**SELECTED TEXT**

Personalized Medicine Draws Closer With Cheap and Accurate DNA Sequencer

Biologically engineered nanopore membrane offers cheap and accurate DNA sequencing

2 min read

Mirkó Palla (left) and P. Benjamin Stranges (right) who performed the work at the Wyss Institute
Photo: Wyss Institute/Harvard University

Sequencing-by-synthesis (SBS) technology currently dominates the gene sequencing market. The process involves dividing a DNA molecule into many pieces of single-stranded templates that are put into millions of tiny wells on a substrate inside a machine that washes them through millions of cycles. Even though prices have dropped five orders of magnitude in the last decade for this technology, it’s still complicated and expensive. 

Many experts thought the key to cheaper DNA sequencers was going to be performing the SBS process in nanopore-based DNA sequencers. Here, the strands of the DNA are pulled through nanometer-scale pores in a membrane and the electric field variations of the four nucleic acids—A, C, G, T—are measured. While a number of companies have launched businesses around this technology, it remains costly enough to delay the revolution in medical care known as personalized medicine.

Now researchers at Wyss Institute for Biologically Inspired Engineering at Harvard University believe that they have developed a way to make these nanopore-SBS DNA sequencers fast, accurate, and, most importantly, cheaper than what is currently on the market. The trick was to biologically engineer the nanopore structure. If they can further develop the technology, they could enable doctors to quickly discern changes in your specific DNA sequence signaling a disease.

One big obstacle to overcome in nanopore-SBS sequencers: The DNA strands are synthesized so close to the nanopores that they interfere with the electrical signal of those strands passing through the pore. The Harvard researchers solved this problem by developing an entirely new approach to the sequencing engine involving a protein-based method for engineering the nanopores.

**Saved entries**

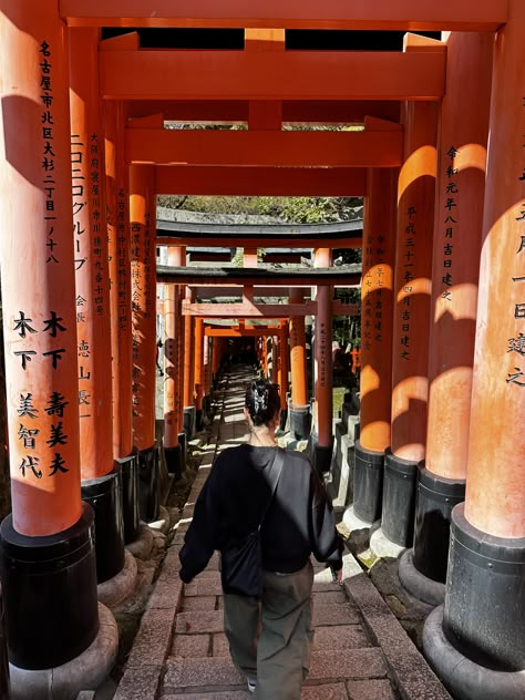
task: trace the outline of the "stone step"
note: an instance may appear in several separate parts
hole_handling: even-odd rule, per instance
[[[177,693],[161,696],[161,700],[248,700],[254,696],[247,690],[226,690],[224,692]],[[338,683],[305,684],[301,700],[395,700],[390,681],[349,680]]]
[[[313,634],[313,650],[366,649],[371,646],[360,625],[318,627]],[[224,632],[176,634],[169,656],[179,659],[229,658],[228,640]]]
[[[165,665],[163,694],[177,697],[193,693],[243,691],[246,679],[226,657],[174,658]],[[332,649],[313,651],[311,655],[308,684],[319,682],[338,683],[347,680],[372,680],[387,678],[388,668],[382,651],[368,649]],[[318,696],[320,697],[320,696]],[[325,696],[323,696],[325,697]]]

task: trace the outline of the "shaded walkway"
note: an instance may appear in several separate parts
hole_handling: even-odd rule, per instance
[[[223,628],[218,555],[192,584],[178,578],[178,550],[216,451],[247,439],[244,390],[251,368],[234,367],[216,392],[210,443],[177,533],[143,616],[115,700],[253,698],[231,663]],[[441,700],[450,698],[368,576],[344,555],[343,587],[313,562],[311,670],[303,700]],[[276,698],[276,700],[279,700]]]

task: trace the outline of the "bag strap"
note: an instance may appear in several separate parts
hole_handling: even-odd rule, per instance
[[[282,447],[277,447],[276,455],[274,457],[274,462],[271,463],[271,467],[270,467],[271,471],[274,471],[274,469],[277,470],[275,472],[277,474],[277,477],[274,481],[274,484],[271,486],[271,495],[270,495],[270,497],[268,500],[268,503],[265,506],[265,509],[262,512],[262,516],[260,518],[259,527],[257,529],[261,528],[261,525],[262,525],[262,522],[264,522],[264,519],[266,517],[268,508],[270,507],[270,504],[274,501],[274,494],[276,492],[277,484],[279,483],[280,474],[282,472],[282,465],[285,464],[285,457],[286,457],[286,450],[282,450]],[[270,473],[271,473],[271,471],[270,471]]]

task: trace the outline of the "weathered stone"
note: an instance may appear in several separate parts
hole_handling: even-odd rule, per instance
[[[202,659],[174,659],[166,661],[164,692],[175,693],[186,688],[213,688],[214,686],[246,687],[246,679],[229,659],[212,657]]]
[[[210,635],[175,635],[169,656],[204,658],[209,656]]]
[[[167,656],[172,638],[174,609],[148,608],[127,660],[128,668],[156,666]]]
[[[348,700],[344,683],[302,686],[301,700]]]
[[[183,598],[181,612],[195,612],[215,610],[217,605],[217,596],[193,596]]]
[[[229,658],[229,642],[224,632],[213,635],[212,656]]]
[[[313,651],[309,680],[344,678],[382,678],[387,662],[380,649]]]
[[[184,587],[185,596],[222,596],[223,586],[220,585],[220,574],[218,572],[209,572],[215,576],[203,576],[195,578],[191,584]]]
[[[153,589],[147,607],[176,610],[179,605],[182,591],[183,581],[181,579],[175,581],[159,579]]]
[[[328,604],[313,606],[313,626],[321,627],[322,625],[351,625],[353,622],[360,622],[361,617],[358,609],[350,604]]]
[[[155,700],[162,666],[127,668],[113,700]]]
[[[313,636],[313,648],[328,649],[363,649],[371,647],[360,625],[344,627],[318,627]]]
[[[205,612],[178,612],[175,620],[175,631],[184,635],[199,632],[222,632],[224,628],[222,610]]]
[[[348,603],[344,591],[339,590],[322,590],[313,594],[313,605],[329,605],[337,603]]]
[[[161,700],[248,700],[254,696],[247,690],[226,690],[225,692],[199,692],[186,693],[176,696],[162,696]]]
[[[349,680],[347,688],[351,700],[395,700],[389,680]]]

**COMPLETE THE FOLLOWING**
A) Quote the part of the article on the nanopore DNA sequencer that opens with the words containing "Mirkó Palla (left)" and closes with "still complicated and expensive.".
B) Answer these questions using the article on the nanopore DNA sequencer:
(i) By how much have prices for sequencing-by-synthesis technology dropped in the last decade?
(ii) Which four nucleic acids does the article name?
(iii) What did the Wyss Institute researchers biologically engineer to make nanopore-SBS sequencers cheaper?
C) Carry on the article about the nanopore DNA sequencer from the point where it stops.

**ANSWER LIST**
A)
Mirkó Palla (left) and P. Benjamin Stranges (right) who performed the work at the Wyss Institute
Photo: Wyss Institute/Harvard University

Sequencing-by-synthesis (SBS) technology currently dominates the gene sequencing market. The process involves dividing a DNA molecule into many pieces of single-stranded templates that are put into millions of tiny wells on a substrate inside a machine that washes them through millions of cycles. Even though prices have dropped five orders of magnitude in the last decade for this technology, it’s still complicated and expensive.

B)
(i) Five orders of magnitude
(ii) A, C, G, T
(iii) The nanopore structure

C)
“We have now engineered a new sequencing engine that gives robust and reliable sequencing results, can be loaded with different DNA templates, and can be highly multiplexed in a chip composed of hundreds nanopores individually addressable by electrodes," said P. Benjamin Stranges, a researcher at the Wyss Institute and one of the two first authors of the study, in a press release.

In research described in the journal Proceedings of the National Academy of Sciences, the scientists built the sequencing engine out of seven protein subunits that create a nanopore complex that prevents a synthesized strand from interfering with the nanopores. 

The resulting device can analyze multiple DNA sequences electronically on the same chip simultaneously. That’s a big change from conventional sequencing procedures that require expensive reagents and machines.

"We are able to identify the correct nucleotide between 79%-99% of the time and only found background events classified as true captures less than 1.2% of the time," said Mirkó Palla, the second first author of the study and a Research Fellow at the Wyss Institute. "This presents a remarkable advance over previous nanopore-SBS systems."

With research coming out just two weeks ago in which a DNA sequencer was built around molybdenum disulfide membrane that could detect different nucleotides based on motion rather than just an electric signal, it will be interesting to see which of these technologies holds the most promise for realizing cheap and ubiquitous DNA sequencers.